**What this task involves**
In the entries that follow, find the line containing "Target: blurred spectator", then output exactly every line from the first through that one.
*** Data for this exercise Section Begins ***
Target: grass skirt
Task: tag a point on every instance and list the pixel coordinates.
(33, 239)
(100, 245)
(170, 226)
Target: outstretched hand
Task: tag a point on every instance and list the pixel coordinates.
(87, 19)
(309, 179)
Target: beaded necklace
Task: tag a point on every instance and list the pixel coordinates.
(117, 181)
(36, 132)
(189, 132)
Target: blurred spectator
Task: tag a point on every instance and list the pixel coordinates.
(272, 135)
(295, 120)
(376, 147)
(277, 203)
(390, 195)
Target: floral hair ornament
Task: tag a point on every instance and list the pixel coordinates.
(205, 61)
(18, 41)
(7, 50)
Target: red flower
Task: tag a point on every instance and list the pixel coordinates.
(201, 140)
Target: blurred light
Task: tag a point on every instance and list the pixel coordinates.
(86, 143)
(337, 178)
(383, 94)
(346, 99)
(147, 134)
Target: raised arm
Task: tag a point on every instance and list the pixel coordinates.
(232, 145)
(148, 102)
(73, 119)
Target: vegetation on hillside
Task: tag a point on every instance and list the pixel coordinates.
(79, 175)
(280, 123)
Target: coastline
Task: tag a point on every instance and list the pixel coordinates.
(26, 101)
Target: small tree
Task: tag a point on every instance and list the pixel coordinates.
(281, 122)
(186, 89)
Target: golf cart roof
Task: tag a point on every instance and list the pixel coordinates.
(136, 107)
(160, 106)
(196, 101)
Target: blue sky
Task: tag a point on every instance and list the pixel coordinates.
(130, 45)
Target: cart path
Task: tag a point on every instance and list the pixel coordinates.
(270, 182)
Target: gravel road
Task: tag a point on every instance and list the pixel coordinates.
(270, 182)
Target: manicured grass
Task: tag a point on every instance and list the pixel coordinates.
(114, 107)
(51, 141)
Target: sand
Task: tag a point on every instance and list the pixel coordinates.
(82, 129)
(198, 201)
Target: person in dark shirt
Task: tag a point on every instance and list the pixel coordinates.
*** Data for this exercise Section Ends ***
**Solution below**
Target: grass skirt
Task: tag a point on every instance and list the pixel coordinates.
(33, 239)
(100, 245)
(170, 226)
Target: outstretched hand
Task: tag a point on every instance and list the pixel coordinates.
(87, 19)
(309, 179)
Target: beaded necklace
Task: tag a point on every instance and list the pixel coordinates.
(117, 181)
(36, 132)
(189, 132)
Target: blurred spectator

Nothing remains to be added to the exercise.